## Assigned task
Where does the word "pool" appear in the entries below? Copy each line that holds it.

## Supplied entries
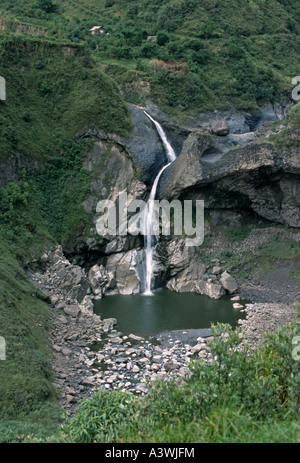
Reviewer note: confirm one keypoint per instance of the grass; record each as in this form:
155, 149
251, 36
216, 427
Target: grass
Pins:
27, 396
243, 396
54, 92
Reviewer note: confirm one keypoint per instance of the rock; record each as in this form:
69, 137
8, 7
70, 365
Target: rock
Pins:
108, 324
89, 381
45, 258
135, 337
141, 387
56, 348
250, 171
219, 128
236, 305
72, 310
66, 351
170, 366
214, 291
70, 398
54, 300
154, 367
97, 279
228, 283
216, 270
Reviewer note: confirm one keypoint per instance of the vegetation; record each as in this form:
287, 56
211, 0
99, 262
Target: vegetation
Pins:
243, 396
53, 91
186, 56
27, 396
195, 55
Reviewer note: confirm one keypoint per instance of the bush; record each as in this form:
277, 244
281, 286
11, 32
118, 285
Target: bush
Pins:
241, 396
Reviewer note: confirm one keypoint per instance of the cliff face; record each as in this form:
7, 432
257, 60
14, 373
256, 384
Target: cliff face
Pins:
257, 176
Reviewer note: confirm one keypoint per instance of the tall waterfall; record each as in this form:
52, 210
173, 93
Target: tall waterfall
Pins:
150, 240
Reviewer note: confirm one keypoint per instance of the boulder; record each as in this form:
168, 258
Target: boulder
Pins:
213, 290
219, 128
97, 279
72, 310
228, 283
256, 176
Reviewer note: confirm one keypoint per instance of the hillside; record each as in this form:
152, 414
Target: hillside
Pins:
72, 132
198, 56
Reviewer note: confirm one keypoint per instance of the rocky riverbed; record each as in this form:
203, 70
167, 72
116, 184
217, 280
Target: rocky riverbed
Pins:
88, 353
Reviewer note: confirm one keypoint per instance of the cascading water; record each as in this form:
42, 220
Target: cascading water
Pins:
150, 240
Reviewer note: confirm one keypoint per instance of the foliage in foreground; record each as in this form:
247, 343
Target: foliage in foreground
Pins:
243, 396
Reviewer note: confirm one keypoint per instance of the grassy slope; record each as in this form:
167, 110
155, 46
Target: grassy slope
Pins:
27, 397
51, 94
241, 53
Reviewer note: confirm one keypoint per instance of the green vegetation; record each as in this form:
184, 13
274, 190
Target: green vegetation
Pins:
27, 397
53, 92
243, 396
61, 79
203, 54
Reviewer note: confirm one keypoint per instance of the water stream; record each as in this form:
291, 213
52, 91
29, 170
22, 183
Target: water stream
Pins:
150, 239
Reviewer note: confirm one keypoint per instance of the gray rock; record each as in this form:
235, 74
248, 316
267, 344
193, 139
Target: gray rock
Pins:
228, 283
72, 310
219, 128
108, 324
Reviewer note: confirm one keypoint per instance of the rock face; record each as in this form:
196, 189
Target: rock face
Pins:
256, 176
228, 283
219, 128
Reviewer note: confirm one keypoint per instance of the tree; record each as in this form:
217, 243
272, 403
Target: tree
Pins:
46, 5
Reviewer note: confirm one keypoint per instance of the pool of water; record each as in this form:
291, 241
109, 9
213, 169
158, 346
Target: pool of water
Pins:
165, 311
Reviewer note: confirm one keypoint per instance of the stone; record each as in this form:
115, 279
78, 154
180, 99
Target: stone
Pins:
88, 381
66, 351
236, 305
97, 279
213, 290
154, 367
228, 283
141, 387
72, 310
216, 270
219, 128
170, 366
56, 348
108, 324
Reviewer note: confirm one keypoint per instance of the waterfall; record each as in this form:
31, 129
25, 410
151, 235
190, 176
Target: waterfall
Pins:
150, 241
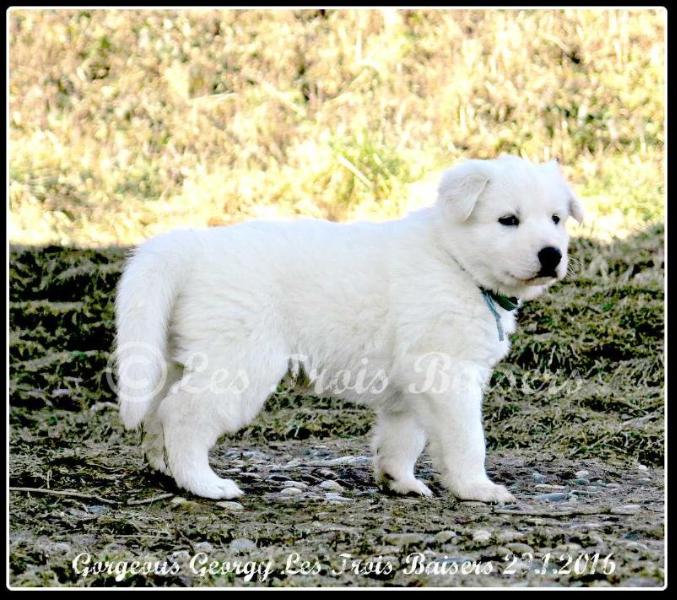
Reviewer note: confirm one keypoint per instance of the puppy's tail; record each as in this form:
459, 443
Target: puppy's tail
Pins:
144, 302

## Reply
Reviewer note: confirm one keypoint per instance of the pool of water; record each as in this form:
Target: pool of water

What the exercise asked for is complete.